So that nothing is lost, write out all the lines below exactly.
─── Extracted information ───
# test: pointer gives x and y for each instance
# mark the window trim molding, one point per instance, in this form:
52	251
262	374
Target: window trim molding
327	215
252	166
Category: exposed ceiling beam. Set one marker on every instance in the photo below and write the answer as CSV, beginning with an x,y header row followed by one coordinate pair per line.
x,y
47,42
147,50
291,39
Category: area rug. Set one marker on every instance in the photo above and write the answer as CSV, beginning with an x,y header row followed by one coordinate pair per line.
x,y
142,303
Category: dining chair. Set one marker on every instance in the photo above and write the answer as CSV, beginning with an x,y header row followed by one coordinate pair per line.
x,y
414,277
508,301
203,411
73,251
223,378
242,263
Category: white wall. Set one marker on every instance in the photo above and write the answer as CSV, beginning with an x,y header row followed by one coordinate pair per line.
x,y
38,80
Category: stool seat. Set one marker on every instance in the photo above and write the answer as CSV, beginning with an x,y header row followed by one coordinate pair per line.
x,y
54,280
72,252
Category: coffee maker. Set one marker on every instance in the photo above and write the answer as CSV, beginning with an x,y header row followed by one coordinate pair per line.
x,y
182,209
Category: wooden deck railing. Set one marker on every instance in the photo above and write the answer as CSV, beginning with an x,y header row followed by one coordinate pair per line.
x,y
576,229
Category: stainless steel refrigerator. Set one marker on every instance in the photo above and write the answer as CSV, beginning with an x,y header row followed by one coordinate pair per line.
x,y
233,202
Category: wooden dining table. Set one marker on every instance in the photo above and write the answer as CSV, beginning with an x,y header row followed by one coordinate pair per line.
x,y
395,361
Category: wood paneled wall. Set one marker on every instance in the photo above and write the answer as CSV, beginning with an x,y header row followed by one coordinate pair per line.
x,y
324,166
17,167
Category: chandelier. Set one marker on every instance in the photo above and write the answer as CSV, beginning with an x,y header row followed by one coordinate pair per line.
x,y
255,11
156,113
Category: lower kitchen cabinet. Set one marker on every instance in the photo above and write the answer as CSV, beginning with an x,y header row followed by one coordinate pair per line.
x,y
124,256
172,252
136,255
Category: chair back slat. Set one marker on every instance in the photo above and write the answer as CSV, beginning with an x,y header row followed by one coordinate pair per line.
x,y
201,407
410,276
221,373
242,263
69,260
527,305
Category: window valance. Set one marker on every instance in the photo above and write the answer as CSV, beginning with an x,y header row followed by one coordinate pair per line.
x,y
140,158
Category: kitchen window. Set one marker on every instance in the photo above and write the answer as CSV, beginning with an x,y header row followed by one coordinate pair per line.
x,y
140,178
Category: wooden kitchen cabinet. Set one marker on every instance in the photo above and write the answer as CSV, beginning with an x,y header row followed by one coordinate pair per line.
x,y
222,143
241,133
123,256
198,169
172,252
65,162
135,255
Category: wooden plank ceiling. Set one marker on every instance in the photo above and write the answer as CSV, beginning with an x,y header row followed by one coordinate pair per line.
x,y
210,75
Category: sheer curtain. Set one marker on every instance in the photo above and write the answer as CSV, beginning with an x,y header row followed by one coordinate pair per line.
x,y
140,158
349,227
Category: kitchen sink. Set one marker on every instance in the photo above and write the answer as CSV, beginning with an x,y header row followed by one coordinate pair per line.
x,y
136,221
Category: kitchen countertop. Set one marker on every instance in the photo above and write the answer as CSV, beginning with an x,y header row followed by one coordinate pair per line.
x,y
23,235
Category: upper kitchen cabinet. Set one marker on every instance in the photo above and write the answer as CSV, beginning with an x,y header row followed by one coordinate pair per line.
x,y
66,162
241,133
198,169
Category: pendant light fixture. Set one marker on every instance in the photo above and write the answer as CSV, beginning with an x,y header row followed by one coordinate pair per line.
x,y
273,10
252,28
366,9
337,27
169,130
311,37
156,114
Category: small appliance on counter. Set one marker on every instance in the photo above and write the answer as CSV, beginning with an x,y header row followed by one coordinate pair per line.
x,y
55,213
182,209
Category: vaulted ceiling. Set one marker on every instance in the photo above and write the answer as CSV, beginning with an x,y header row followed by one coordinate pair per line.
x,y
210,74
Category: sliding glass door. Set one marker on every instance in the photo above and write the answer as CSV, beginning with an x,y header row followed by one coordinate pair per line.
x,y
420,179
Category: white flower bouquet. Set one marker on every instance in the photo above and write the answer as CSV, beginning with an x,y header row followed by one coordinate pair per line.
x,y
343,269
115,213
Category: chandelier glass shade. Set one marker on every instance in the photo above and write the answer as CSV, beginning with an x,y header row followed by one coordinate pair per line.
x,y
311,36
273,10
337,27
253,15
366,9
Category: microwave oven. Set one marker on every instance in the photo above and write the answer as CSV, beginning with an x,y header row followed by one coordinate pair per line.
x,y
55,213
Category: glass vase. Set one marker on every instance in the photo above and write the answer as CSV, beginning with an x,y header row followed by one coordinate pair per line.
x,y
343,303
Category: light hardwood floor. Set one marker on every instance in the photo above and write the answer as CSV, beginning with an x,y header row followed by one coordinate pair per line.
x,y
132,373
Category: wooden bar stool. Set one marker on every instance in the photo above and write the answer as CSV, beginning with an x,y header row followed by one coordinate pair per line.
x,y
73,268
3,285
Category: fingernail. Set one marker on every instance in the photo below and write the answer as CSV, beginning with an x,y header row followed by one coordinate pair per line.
───
== Answer to this problem ==
# test: pointer gives x and y for each instance
# mark the window trim molding, one point per instance, in this form:
52	251
262	374
Target: window trim molding
327	215
252	166
Category: exposed ceiling beam. Set one marker on every instance in the photo below and write the answer as CSV, beginning with an x,y header row followed by one coordinate pair per line.
x,y
47,42
147,50
291,39
Category: area rug. Set one marker on every instance in the photo above and write the answer as CSV, beginning with an x,y header row followed by one coordinate pair per line.
x,y
142,303
Category: dining chair. Set one marker on every instance in the photo above and write the answer as CSV, beginning with an x,y header row followed by one coordinate pair per line.
x,y
414,277
508,301
203,411
73,251
223,378
242,263
Category: white wall. Set one marker on every instance in the photo above and write the answer as CSV, beginning with an x,y header row followed by one coordinate pair per line.
x,y
38,80
Category: stool seat. Set one marker on every instance in the photo above and write the answer as CSV, beginning with an x,y header row followed by one coordinate pair per line.
x,y
54,280
72,252
Category: coffee maker. Set one marker on every instance in the photo above and write the answer as CSV, beginning with an x,y header row followed by one coordinate pair per line.
x,y
182,209
Category: wooden deck railing. Set one marker on every instance in the photo above and write the answer as CSV, beginning with an x,y header row followed by one coordinate pair per line.
x,y
576,229
Category: stainless steel refrigerator. Set one marker on every instance in the photo above and write the answer as CSV, beginning with an x,y header row followed by one coordinate pair per line.
x,y
233,202
Category: wooden dining table. Set one marker on every instance in the photo above and write the answer as CSV, beginning with an x,y header row followed by one coordinate pair per line.
x,y
395,361
Category: wood paneled wall. Set one marker on every instance in the photo above and write the answer as CSV, beginning with an x,y header row followed by one coordinate pair per line.
x,y
324,166
17,167
Category: chandelier. Set one marker on every instance in the photo above and write the answer as CSV, beginning with an x,y header row followed by one coordinate pair per line.
x,y
255,11
156,113
Category: lower kitchen cabinet. Set one marker on every instance in the photo above and write the answer as CSV, beginning with an x,y header row followed by one coordinate pair per line.
x,y
124,256
172,252
136,255
Category: chair back slat. Set one marker on every instance in the photo above and write the answer as CSV, beginning with an x,y header row followed by one coordinate pair per line.
x,y
201,407
410,276
221,373
242,263
69,260
527,305
Category: window valance. Set one marker on every instance in the photo above and write the answer as CSV, beginning with an x,y header row followed by one coordinate pair per line.
x,y
140,158
Category: kitchen window. Set one marker on every instance in the photo above and write the answer as CSV, beginning with an x,y header row followed by one coordinate pair per line.
x,y
140,178
Category: wooden kitchen cabinet. Set one marker on every instance in the photo above and write the answer as CSV, beginning with an x,y header row followed by one coordinate pair per line.
x,y
222,143
241,133
123,256
198,169
172,252
65,162
135,255
Category: wooden plank ceiling. Set one marker on every instance in the photo above and write the answer as CSV, beginning with an x,y header row followed by one coordinate pair per line.
x,y
210,75
Category: sheer curtain. Set one marker on every instance in the photo above and write the answer as CSV, beginning with an x,y header row followed by one coordinate pair per line.
x,y
140,158
349,227
Category: kitchen sink. Set one marker on every instance in the photo above and write the answer as CSV, beginning with an x,y header row followed by one coordinate pair per line.
x,y
136,221
Category: kitchen countertop. Set one marker on every instance in the photo above and write the answer as CSV, beginning with an x,y header row followed by one coordinate pair per line.
x,y
23,235
Category: upper kitchen cabinet. Set one marker on every instance in the photo above and write the answer as CSV, beginning with an x,y header row followed by one coordinate pair per line.
x,y
66,162
241,133
198,169
Category: pendant light fixture. Set one marker on every instance in the photo above and write the answer as CSV, beginning with an x,y header row followed by one coordinate pair per line.
x,y
273,10
252,28
366,9
337,27
169,130
311,37
156,114
Category: small appliance on counter. Set one marker on every instance in the photo above and write the answer as CSV, beginning with an x,y header row followed by one coordinate pair per line.
x,y
55,213
182,209
Category: vaulted ceiling. Set one marker on every instance in the photo above and write the answer as CSV, beginning with an x,y header row followed by one coordinate pair per line.
x,y
210,74
Category: sliding glass door. Set one marker on every instance in the photo above and write the answer as CSV, beginning with an x,y header row followed by one coordinate pair per line.
x,y
420,179
Category: white flower bouquet. Set one marker on every instance in the photo above and write the answer as CSV, beginning with an x,y header row followed by one coordinate pair per line.
x,y
343,269
115,213
Category: chandelier glass shade. Set one marker on every instance in the photo above and write the answer as CSV, beginning with an x,y header row followed by one coordinate pair per line.
x,y
311,36
273,10
337,27
253,15
366,9
Category: microwave oven. Set one marker on every instance in the photo above and write the answer as CSV, beginning with an x,y header row followed by one coordinate pair per line.
x,y
55,213
Category: glass vase. Set one marker on every instance in the photo above and write the answer as CSV, beginning with an x,y header row followed by one coordinate pair per line.
x,y
343,303
Category: light hardwood floor. Set one marker on every instance in the photo above and write the answer as CSV, beginning with an x,y header row followed by one coordinate pair per line.
x,y
132,373
Category: wooden bar stool. Set one marker on every instance in the photo above and write the answer as CSV, beginning with an x,y header row followed by one coordinate pair per line.
x,y
73,268
3,285
Category: fingernail. Set one marker on every instance in the photo below and write the answer as CSV, beginning with an x,y header row followed by one coordinate pair per line.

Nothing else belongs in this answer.